**Task description:** Write the material out again, line by line, exactly as it is.

**Extracted data:**
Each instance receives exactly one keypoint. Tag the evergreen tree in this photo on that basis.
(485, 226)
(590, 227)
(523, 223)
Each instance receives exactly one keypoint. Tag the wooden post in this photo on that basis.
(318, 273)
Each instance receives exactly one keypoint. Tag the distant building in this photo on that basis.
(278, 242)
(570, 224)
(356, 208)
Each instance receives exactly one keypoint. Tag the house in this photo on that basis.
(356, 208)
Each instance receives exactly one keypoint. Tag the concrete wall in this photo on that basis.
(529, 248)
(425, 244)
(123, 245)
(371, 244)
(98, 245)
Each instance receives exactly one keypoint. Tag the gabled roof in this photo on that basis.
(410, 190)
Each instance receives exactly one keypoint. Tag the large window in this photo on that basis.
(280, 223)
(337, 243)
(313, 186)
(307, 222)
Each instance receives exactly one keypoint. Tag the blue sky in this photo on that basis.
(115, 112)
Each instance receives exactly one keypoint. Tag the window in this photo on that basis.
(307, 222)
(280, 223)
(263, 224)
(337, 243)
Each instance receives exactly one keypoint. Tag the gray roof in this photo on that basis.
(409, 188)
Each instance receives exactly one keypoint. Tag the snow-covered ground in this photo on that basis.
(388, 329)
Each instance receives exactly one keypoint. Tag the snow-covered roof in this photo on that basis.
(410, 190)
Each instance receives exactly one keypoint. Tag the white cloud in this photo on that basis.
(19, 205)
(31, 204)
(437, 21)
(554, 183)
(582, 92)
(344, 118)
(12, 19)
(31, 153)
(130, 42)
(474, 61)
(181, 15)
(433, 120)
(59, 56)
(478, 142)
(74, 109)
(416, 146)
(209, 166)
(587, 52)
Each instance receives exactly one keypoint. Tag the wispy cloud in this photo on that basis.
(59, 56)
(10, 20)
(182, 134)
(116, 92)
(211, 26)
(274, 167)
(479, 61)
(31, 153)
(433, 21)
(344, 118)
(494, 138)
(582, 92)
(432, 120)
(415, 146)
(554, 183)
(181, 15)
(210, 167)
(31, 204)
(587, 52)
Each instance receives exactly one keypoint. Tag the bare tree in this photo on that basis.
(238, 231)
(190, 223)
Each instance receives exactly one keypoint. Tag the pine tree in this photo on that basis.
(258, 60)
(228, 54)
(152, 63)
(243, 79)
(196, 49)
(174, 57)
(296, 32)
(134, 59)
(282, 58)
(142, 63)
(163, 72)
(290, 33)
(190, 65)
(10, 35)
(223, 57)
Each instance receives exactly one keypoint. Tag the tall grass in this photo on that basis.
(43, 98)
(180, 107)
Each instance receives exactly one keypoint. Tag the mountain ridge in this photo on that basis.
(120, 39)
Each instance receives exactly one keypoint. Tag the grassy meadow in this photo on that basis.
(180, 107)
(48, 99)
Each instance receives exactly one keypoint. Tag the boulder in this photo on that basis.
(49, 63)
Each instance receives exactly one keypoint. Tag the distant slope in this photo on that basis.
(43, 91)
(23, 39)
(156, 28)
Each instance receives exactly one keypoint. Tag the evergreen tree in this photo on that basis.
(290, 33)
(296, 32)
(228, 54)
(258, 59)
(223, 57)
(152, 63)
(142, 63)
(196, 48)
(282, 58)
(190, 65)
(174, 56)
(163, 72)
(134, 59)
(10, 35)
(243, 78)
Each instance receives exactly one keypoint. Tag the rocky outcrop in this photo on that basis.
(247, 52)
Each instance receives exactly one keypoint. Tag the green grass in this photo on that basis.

**Worked solution:**
Each instance receives exactly one keypoint. Tag the evergreen tree in this photo on that basis.
(485, 226)
(590, 227)
(523, 223)
Each instance receives exactly one keypoint. Tag the wooden post in this photo on that basis.
(318, 273)
Each instance receives exactly one keypoint. Tag the distant building in this photo on that basis.
(278, 242)
(570, 224)
(356, 208)
Each instance receives exactly one keypoint. Tag the house in this photo on that basis.
(356, 208)
Each instance receives exactly one keypoint. Tag the concrete wall in this photo on that basis.
(529, 248)
(425, 244)
(123, 245)
(371, 244)
(98, 245)
Each instance receives exactly one keypoint. Tag the gabled roof in this photo on that basis.
(410, 190)
Each instance receives exactly one keypoint. Tag the large window in this photo on that basis.
(280, 223)
(337, 243)
(313, 186)
(307, 222)
Each instance receives exactly one keypoint. Tag the blue sky in this photo on that basis.
(115, 112)
Each instance receives exactly one keypoint. Tag the window in this photo on that basis.
(307, 222)
(280, 223)
(263, 224)
(337, 243)
Each instance receives exactly one keypoint. Tag the gray roof in this photo on that basis.
(409, 188)
Each instance receives exactly one keypoint. Tag the snow-covered ground in this photo on that basis.
(388, 329)
Each instance receives exactly one keypoint. Tag the snow-covered roof in this photo on that basis.
(410, 190)
Each instance receives exactly one keypoint. Tag the white cloud in this photo on that basis.
(19, 205)
(31, 204)
(437, 21)
(554, 183)
(582, 92)
(344, 118)
(12, 19)
(31, 153)
(130, 42)
(474, 61)
(181, 15)
(433, 120)
(59, 56)
(478, 142)
(74, 109)
(416, 146)
(209, 166)
(587, 52)
Each instance receives exactly one keypoint. Tag the wispy cloud in this photo on that basis.
(59, 56)
(10, 20)
(182, 134)
(116, 92)
(211, 26)
(274, 167)
(479, 61)
(31, 153)
(433, 21)
(344, 118)
(494, 138)
(582, 92)
(432, 120)
(415, 146)
(554, 183)
(181, 15)
(210, 167)
(31, 204)
(587, 52)
Each instance receives exactly one keypoint. Tag the bare tree in this photo on that basis.
(238, 231)
(190, 223)
Each instance receives exactly one keypoint. Tag the pine tree in this photo on that basis.
(258, 60)
(228, 54)
(152, 63)
(243, 79)
(196, 49)
(174, 57)
(296, 32)
(134, 59)
(282, 58)
(142, 63)
(163, 72)
(290, 33)
(190, 65)
(10, 35)
(223, 57)
Each instance receives exactly one keypoint. Tag the tall grass in this photo on that basis.
(43, 98)
(180, 107)
Each instance receives exactly one keypoint. Tag the mountain ridge in this photo on that basis.
(120, 39)
Each instance receives exactly one keypoint. Tag the grassy meadow in this photo on that basis.
(180, 107)
(48, 99)
Each instance receives exactly one keypoint. Tag the boulder in this photo on that basis.
(49, 63)
Each instance receives exactly one keypoint. Tag the distant slope in this photo on that basis.
(43, 91)
(23, 39)
(156, 28)
Each instance receives exactly one keypoint. Tag the evergreen tree in this photo on that basis.
(290, 33)
(296, 32)
(228, 54)
(258, 59)
(223, 57)
(152, 63)
(142, 63)
(196, 48)
(282, 58)
(190, 65)
(174, 56)
(163, 72)
(134, 59)
(10, 35)
(243, 78)
Each instance receives exactly one keypoint. Tag the rocky outcrop in this photo on that basis.
(247, 52)
Each instance receives exactly one keypoint. Tag the green grass in this photo on that basis.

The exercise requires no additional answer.